Locate each row below that contains the word "dried" and copy those rows in full.

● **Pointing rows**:
######
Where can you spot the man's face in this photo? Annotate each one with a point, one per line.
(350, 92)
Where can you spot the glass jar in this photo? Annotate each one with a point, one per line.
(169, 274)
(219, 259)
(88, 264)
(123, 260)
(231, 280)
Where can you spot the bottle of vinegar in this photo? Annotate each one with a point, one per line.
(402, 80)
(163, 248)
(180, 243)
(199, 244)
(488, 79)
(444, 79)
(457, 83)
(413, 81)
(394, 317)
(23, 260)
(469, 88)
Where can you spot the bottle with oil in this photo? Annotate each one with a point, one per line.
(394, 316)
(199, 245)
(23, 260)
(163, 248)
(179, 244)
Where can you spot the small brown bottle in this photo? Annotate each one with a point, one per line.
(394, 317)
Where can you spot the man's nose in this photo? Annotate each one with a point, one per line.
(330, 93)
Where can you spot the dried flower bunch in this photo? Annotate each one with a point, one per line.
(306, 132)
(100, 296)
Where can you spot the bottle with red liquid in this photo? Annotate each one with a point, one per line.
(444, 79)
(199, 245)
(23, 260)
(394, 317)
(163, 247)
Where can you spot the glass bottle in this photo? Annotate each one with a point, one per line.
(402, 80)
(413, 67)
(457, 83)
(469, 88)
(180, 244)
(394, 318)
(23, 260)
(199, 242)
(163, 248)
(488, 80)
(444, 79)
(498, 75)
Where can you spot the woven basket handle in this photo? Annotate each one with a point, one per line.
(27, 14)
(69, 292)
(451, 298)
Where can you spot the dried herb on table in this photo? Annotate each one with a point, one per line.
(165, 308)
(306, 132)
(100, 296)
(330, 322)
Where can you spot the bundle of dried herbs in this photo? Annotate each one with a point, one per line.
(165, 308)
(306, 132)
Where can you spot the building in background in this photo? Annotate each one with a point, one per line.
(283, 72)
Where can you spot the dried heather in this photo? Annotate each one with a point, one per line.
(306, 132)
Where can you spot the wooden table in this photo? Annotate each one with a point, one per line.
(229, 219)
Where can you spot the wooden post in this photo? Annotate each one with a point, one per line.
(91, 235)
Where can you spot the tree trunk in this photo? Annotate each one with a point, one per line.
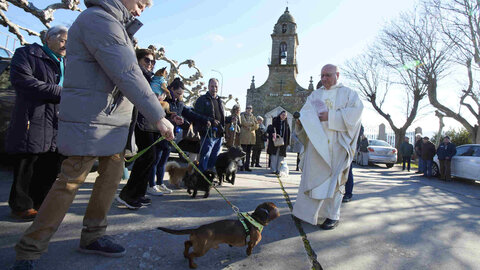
######
● **The reply**:
Where can you spot the dried flower bunch in this photo? Annotate each one with a point, one per line.
Where can you spot the dried herb on table in this photo? Annotate each one with a point, one per line.
Where can you spot the bundle of dried herbs in this photo? Annotate each one with a point, one per line.
Where can you spot the dried heather in this photo? Annotate each one with a point, one per line.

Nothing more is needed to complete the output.